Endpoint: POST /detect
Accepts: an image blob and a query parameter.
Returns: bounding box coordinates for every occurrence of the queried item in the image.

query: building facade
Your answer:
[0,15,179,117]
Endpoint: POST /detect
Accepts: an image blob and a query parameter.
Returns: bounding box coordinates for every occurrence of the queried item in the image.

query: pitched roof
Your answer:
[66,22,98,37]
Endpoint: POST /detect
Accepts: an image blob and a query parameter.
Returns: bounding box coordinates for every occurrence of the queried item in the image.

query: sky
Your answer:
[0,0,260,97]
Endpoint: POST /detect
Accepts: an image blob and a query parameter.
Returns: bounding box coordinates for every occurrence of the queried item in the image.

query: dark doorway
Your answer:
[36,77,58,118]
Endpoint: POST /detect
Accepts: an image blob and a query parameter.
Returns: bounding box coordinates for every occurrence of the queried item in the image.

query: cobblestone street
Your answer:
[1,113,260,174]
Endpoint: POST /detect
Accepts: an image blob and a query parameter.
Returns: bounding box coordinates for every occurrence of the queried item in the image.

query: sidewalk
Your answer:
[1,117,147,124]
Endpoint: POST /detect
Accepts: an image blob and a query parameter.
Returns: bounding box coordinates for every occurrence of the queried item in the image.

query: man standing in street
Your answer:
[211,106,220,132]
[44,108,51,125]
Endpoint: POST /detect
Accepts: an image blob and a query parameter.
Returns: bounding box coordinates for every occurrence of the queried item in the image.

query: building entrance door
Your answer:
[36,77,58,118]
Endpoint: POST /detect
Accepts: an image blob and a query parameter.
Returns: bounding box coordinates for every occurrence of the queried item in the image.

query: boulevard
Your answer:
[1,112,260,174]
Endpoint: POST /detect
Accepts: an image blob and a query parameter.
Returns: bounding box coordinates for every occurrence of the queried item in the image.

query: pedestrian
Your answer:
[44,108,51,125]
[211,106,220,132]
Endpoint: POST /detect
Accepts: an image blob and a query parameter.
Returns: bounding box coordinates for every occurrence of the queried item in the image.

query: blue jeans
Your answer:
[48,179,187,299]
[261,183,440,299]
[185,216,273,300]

** Required task **
Could you repeat the records from their start through the line holding "[66,22,98,37]", both ends included, with "image blob" renamed to "image file" and everything else left as it is?

** Output of the exercise **
Endpoint: POST /detect
Accepts: an image file and a query parameter.
Returns: bounding box coordinates for every occurrence of the queried item in the image.

query: building facade
Your answer:
[0,15,179,117]
Endpoint: POST /detect
Accepts: an image file and a query parameter.
Returns: bounding box coordinates for every occurrence of the queried item in the image.

query: pitched roof
Your answer:
[66,22,98,37]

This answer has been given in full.